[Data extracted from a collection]
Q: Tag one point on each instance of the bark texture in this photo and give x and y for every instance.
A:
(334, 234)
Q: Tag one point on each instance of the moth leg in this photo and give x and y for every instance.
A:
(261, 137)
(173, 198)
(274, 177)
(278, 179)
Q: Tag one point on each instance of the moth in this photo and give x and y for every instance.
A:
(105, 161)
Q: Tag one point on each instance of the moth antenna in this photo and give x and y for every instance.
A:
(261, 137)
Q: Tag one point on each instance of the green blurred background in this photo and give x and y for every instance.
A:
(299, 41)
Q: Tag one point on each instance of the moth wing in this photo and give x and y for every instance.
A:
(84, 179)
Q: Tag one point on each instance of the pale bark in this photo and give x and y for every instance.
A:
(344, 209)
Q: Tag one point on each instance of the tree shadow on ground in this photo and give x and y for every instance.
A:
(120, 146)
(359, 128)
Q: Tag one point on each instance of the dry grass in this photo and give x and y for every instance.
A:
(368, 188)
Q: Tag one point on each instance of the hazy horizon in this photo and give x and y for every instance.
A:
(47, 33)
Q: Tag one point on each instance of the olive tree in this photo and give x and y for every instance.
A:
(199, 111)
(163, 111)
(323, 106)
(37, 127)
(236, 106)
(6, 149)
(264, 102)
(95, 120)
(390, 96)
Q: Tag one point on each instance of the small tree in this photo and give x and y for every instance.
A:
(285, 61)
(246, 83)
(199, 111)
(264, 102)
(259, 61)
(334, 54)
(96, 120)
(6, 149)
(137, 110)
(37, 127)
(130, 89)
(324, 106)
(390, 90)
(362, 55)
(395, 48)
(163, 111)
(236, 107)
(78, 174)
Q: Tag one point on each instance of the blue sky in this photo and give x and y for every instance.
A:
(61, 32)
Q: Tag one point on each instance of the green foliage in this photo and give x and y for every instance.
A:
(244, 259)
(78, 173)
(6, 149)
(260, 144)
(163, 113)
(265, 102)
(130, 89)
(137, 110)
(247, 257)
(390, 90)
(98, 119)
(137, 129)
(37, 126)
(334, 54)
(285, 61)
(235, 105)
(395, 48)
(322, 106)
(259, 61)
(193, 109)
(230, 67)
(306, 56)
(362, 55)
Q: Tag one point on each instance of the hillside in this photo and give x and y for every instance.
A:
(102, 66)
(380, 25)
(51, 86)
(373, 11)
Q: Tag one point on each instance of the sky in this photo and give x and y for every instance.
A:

ASSIGNED TASK
All records shown above are to be reproduced without any alteration.

REPLY
Q: Tag one point on each instance of the bark texture in this photo and give x and y for every instance.
A:
(334, 234)
Q: Tag one point on each instance of the moth leg in this photo and give x and y for every instance.
A:
(261, 137)
(173, 198)
(274, 177)
(278, 179)
Q: Tag one point on each instance of the moth in this photo and give x and y for every instance.
A:
(105, 161)
Q: Tag one point on each instance of the moth antenna in this photo and give x and y for every instance.
A:
(261, 137)
Q: Tag one point on each instance of the green blurred background in this photo and give x and y for every instance.
A:
(299, 41)
Q: Tag one point on each instance of the moth wing in this photo and give x and y for every instance.
A:
(84, 179)
Q: Tag one point on each instance of the pale bark in this photo and give x and y for every instance.
A:
(344, 209)
Q: Tag one point on each instance of the tree shadow on ground in this photo and give x and y for every instance.
A:
(120, 146)
(359, 128)
Q: Tag one point on each instance of the dry grass in this photo and give x and y for every instance.
A:
(368, 188)
Q: Tag one point on each instance of the hazy horizon in this photo and give x and y for every instance.
A:
(47, 33)
Q: Tag one point on each instance of the olive tree in this photo and give x and y for every instance.
A:
(199, 111)
(163, 111)
(323, 106)
(37, 127)
(236, 106)
(6, 149)
(264, 102)
(95, 120)
(390, 96)
Q: Tag one point on each instance of the small tree in this photo and give x and y for every instance.
A:
(285, 61)
(246, 83)
(199, 111)
(264, 102)
(259, 61)
(334, 54)
(96, 120)
(6, 149)
(137, 110)
(37, 127)
(130, 89)
(324, 106)
(390, 90)
(362, 55)
(395, 48)
(163, 111)
(236, 107)
(78, 174)
Q: Tag one point on each instance of the blue sky in this photo and give x and y for every instance.
A:
(61, 32)
Q: Tag one point on each instance of the green foliage in this photo and give x and y for every instance.
A:
(244, 259)
(78, 173)
(6, 149)
(260, 144)
(163, 113)
(265, 102)
(130, 89)
(137, 110)
(247, 257)
(390, 90)
(98, 119)
(137, 129)
(37, 126)
(334, 54)
(285, 61)
(235, 105)
(395, 48)
(322, 106)
(259, 61)
(193, 109)
(230, 67)
(306, 56)
(362, 55)
Q: Tag one point on each instance of the hillside in this photo and give x and y for every instance.
A:
(102, 66)
(380, 25)
(51, 86)
(373, 11)
Q: Tag one point on each instance of the sky in this photo and give x and y for every instance.
A:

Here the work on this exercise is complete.